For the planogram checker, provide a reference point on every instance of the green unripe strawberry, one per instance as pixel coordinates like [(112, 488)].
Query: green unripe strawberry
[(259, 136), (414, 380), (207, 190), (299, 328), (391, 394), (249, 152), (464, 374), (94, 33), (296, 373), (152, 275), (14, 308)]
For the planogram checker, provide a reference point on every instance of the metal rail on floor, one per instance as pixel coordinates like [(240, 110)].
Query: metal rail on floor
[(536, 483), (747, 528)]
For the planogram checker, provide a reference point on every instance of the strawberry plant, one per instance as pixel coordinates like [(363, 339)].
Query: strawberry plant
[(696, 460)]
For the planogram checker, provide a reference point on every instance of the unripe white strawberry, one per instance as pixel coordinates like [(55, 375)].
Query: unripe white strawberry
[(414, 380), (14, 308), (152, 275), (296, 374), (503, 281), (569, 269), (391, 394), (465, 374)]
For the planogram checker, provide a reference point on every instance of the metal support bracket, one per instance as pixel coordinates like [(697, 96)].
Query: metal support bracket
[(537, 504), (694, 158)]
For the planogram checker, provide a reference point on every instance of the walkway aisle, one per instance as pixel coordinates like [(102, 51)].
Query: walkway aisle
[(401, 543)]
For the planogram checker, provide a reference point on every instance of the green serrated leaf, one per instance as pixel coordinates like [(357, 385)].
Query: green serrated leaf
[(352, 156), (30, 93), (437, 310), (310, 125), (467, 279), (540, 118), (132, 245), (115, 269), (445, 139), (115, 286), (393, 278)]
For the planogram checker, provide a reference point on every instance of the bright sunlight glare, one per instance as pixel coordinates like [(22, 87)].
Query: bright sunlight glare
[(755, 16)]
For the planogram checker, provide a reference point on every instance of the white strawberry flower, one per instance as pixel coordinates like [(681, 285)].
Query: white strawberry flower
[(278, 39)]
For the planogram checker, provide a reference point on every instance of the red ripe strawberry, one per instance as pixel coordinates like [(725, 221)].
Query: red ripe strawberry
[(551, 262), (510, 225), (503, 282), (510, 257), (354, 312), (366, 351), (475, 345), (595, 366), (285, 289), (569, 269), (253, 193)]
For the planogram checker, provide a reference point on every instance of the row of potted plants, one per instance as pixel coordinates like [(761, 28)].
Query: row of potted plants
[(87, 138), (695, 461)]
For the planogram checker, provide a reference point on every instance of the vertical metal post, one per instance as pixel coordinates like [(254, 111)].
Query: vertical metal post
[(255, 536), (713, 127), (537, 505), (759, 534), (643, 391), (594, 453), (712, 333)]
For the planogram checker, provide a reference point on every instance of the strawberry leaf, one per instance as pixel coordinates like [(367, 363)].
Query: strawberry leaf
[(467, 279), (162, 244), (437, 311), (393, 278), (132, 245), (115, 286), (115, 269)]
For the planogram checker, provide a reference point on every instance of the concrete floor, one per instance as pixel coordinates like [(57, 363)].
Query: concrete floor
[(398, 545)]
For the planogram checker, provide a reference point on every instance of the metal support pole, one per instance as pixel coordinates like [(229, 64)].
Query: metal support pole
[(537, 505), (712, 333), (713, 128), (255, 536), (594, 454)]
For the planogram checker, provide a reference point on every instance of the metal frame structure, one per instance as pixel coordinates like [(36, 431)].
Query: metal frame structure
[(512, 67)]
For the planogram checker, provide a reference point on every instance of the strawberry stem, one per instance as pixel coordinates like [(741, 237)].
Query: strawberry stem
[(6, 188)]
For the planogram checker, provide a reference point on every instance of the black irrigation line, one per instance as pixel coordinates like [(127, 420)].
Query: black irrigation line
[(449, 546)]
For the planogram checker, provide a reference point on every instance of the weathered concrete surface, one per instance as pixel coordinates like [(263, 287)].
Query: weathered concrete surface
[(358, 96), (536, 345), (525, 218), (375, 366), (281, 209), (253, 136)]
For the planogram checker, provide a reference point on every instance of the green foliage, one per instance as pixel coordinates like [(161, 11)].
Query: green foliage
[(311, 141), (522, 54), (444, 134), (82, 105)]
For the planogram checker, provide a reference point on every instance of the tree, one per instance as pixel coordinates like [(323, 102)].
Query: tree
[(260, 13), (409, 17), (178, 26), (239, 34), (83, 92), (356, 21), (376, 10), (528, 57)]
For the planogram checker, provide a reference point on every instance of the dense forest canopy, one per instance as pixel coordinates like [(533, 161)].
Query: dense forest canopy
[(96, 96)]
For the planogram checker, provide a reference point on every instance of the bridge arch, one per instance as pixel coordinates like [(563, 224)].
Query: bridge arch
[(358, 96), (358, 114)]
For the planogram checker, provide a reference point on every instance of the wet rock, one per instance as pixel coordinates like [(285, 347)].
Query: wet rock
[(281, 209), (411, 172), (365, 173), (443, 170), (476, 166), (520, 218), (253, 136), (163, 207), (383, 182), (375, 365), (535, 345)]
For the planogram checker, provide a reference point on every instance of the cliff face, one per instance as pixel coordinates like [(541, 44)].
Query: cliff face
==
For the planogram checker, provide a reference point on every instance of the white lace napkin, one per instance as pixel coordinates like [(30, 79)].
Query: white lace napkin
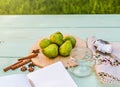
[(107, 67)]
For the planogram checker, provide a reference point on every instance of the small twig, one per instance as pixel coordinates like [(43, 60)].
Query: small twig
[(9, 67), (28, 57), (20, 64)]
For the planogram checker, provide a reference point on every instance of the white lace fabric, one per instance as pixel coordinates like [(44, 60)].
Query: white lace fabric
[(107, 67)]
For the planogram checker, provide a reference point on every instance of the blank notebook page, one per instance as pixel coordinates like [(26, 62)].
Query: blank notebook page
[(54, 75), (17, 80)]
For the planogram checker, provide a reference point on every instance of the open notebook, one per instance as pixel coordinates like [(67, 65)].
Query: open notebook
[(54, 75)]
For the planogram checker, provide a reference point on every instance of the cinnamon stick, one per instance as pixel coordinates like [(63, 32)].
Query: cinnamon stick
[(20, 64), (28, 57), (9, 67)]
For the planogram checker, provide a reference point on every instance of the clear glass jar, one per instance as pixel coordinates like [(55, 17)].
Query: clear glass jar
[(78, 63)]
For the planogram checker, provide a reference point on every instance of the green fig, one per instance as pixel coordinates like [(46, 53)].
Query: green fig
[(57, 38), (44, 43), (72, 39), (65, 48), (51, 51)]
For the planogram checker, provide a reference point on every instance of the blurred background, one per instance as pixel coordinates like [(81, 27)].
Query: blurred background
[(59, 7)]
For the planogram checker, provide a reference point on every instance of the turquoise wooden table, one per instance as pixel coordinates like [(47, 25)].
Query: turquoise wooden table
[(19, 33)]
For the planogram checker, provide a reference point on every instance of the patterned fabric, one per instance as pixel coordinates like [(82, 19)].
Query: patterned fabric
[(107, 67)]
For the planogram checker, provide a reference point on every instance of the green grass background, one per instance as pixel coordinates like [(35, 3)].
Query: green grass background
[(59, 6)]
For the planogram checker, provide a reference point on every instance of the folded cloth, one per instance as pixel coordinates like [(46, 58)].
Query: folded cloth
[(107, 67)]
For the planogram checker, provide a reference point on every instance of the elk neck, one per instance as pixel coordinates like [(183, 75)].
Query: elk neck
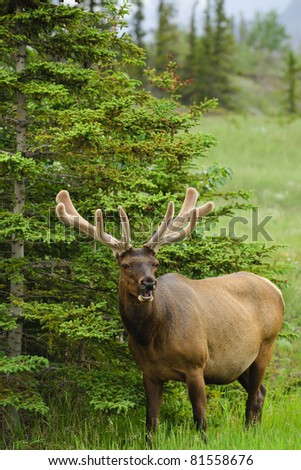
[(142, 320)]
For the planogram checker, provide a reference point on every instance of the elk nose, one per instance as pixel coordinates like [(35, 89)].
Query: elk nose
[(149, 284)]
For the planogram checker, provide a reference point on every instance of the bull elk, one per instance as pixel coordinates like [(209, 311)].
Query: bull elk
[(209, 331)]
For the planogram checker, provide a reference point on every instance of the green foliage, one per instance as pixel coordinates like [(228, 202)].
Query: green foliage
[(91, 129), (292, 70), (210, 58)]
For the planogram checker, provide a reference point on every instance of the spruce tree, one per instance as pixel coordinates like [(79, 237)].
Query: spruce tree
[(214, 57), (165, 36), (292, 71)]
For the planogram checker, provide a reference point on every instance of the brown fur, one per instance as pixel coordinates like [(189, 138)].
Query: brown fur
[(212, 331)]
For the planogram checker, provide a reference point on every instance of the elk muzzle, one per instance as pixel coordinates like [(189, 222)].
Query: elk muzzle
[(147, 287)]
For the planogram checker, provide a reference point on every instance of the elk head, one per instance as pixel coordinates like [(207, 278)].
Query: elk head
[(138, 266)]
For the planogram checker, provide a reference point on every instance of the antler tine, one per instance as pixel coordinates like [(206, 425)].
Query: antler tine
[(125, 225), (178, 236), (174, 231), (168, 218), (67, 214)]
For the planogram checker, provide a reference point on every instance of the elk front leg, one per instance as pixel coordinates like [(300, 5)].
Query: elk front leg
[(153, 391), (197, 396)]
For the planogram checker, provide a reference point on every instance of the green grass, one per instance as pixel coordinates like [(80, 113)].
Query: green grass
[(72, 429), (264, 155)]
---
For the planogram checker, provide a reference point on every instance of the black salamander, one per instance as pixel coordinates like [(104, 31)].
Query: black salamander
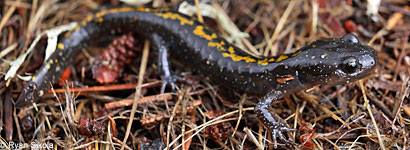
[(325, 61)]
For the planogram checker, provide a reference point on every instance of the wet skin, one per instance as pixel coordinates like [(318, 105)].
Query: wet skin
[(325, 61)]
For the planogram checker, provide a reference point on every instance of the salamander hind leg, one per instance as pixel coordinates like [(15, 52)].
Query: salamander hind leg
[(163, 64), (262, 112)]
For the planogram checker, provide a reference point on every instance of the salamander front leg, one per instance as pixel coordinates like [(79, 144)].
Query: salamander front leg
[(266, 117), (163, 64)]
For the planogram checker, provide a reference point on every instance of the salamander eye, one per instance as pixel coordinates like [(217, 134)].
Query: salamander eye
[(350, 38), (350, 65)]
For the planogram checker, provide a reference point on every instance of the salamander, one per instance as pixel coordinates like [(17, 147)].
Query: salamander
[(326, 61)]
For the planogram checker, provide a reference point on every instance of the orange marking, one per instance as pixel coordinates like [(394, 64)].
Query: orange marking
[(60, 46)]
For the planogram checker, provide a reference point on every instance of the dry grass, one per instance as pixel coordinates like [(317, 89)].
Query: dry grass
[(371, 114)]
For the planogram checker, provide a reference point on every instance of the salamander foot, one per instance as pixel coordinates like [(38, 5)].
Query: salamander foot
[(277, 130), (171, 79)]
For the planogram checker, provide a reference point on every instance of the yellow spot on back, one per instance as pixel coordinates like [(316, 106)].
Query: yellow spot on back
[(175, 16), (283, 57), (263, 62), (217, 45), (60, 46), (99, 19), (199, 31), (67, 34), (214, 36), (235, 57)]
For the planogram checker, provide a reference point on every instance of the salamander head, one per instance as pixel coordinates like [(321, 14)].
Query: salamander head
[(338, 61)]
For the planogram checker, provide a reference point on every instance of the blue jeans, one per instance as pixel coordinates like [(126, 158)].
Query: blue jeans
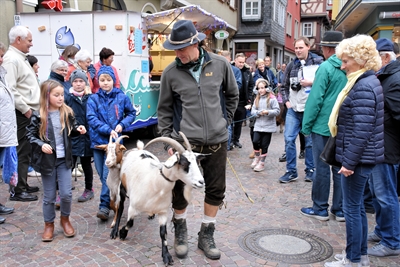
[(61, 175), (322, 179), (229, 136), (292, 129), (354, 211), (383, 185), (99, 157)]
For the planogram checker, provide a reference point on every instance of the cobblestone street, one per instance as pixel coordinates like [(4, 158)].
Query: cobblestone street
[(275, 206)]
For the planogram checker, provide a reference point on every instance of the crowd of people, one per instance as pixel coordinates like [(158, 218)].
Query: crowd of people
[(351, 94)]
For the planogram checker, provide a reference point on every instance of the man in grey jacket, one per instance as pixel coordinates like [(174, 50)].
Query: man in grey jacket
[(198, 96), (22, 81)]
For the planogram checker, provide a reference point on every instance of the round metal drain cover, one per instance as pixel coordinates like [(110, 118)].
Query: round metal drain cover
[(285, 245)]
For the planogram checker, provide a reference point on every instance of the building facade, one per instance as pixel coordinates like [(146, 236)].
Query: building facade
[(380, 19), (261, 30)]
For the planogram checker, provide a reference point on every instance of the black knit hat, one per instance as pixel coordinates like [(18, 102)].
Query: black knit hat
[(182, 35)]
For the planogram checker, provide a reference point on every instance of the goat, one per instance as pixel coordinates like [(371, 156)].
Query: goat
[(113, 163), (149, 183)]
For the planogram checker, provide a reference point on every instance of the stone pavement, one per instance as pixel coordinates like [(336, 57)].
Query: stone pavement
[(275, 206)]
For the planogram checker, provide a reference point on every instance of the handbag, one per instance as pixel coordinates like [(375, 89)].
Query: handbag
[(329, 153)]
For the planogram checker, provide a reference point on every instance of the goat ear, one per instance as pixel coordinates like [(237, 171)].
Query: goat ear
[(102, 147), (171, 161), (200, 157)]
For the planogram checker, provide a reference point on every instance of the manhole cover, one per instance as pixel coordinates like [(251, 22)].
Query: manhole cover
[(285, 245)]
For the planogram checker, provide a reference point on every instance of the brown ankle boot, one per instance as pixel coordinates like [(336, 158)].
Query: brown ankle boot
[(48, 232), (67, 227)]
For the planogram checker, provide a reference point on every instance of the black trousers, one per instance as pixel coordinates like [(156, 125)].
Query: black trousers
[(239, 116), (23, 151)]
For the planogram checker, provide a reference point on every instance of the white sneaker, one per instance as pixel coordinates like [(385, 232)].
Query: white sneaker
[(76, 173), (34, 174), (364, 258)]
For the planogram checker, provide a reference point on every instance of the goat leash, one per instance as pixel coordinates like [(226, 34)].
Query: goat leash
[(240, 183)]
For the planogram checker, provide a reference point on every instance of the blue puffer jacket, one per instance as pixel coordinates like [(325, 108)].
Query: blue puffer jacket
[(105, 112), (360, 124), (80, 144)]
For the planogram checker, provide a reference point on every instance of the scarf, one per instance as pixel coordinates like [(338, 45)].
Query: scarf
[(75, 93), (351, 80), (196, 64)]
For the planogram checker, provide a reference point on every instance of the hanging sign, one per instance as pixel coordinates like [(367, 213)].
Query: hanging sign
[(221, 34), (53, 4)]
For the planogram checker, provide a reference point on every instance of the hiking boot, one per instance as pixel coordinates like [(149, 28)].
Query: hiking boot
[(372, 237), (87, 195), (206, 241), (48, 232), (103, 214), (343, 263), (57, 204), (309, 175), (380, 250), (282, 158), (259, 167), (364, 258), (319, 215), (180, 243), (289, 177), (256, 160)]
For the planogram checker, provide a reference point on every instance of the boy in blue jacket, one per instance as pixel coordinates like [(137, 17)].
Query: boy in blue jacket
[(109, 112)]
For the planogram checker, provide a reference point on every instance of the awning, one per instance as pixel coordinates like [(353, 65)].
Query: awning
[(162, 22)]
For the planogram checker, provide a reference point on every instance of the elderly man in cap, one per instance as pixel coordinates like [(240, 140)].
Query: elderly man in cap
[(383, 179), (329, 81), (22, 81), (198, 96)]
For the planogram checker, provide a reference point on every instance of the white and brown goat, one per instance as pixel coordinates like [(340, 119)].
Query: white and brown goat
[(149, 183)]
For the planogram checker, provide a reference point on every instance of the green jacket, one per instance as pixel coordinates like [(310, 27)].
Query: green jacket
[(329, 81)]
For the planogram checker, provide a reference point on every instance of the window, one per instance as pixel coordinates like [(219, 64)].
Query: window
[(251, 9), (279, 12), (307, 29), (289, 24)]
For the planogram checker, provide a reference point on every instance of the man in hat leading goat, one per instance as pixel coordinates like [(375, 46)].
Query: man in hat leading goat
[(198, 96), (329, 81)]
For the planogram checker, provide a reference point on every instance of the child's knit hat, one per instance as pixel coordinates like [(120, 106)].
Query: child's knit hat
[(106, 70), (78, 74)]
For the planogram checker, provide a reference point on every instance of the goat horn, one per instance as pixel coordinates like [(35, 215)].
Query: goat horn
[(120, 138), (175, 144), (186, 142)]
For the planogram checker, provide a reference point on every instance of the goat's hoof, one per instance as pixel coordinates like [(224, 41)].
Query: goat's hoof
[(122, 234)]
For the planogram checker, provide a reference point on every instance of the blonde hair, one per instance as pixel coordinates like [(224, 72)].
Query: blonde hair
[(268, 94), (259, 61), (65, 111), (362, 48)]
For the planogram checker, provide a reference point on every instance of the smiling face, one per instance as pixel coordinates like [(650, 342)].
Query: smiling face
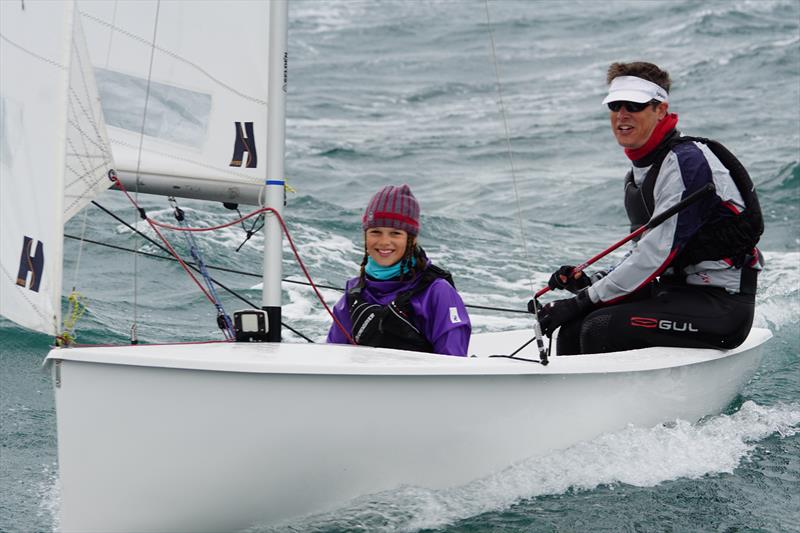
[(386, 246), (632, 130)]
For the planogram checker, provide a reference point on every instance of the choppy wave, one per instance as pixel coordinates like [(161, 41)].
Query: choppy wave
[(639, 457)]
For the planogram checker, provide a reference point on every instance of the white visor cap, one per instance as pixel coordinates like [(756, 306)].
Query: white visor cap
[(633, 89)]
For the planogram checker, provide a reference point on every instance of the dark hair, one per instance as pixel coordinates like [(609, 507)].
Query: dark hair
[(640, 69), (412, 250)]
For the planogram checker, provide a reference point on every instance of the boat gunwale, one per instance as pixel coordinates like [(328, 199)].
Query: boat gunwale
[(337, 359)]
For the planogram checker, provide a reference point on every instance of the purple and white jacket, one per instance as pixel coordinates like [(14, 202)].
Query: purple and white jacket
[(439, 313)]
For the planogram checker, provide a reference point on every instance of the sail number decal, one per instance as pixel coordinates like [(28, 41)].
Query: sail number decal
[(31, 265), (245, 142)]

TASK PROMPT
Copy exactly, without pictures, the lines above from the one with "like [(317, 89)]." down to the one with "like [(174, 50)].", inclusive.

YOUR SOLUTION
For the planogram checker, provide a reference point on every instance of the dry grass, one per instance as pixel coordinates like [(317, 89)].
Query: dry grass
[(371, 114)]
For the planogram checker, provide a reference point on every instance of the salamander foot, one per instance as pixel coordinates like [(38, 5)].
Query: salamander foot
[(277, 130), (171, 79)]
For the planogram checker, provide a reference point on every instance of the yellow spot on back, one per instance as pixel coordinates like [(316, 106)].
Query: yellow spot on back
[(175, 16), (283, 57), (263, 62), (217, 45), (60, 46), (99, 19), (199, 31), (67, 34), (214, 36), (235, 57)]
For the planogram checker, provide a reference point on every instance of the salamander head, one per instance as pixel coordinates like [(321, 14)].
Query: salamander head
[(338, 61)]
For the planogram checker, provide a reference point on every instance of the blue jeans, one per instance as pixel coordinates like [(126, 158)].
Query: blue jeans
[(61, 175), (322, 179), (229, 136), (292, 129), (354, 211), (383, 185), (99, 157)]
For the planogram checker, provide a reference point on every instance of the cobblestone street, one per instance as pixel coordinates like [(4, 158)].
Query: cobblestone street
[(275, 206)]
For the planogram checker, provide a reference point on every instance of the crowd of people, one per instance as pixel coordinates like [(158, 218)].
Query: crowd of people
[(351, 94)]
For the planogram checker, provide a reference point on every instance of the man in grey jacket, one per instance as pixel coordinates like [(174, 50)].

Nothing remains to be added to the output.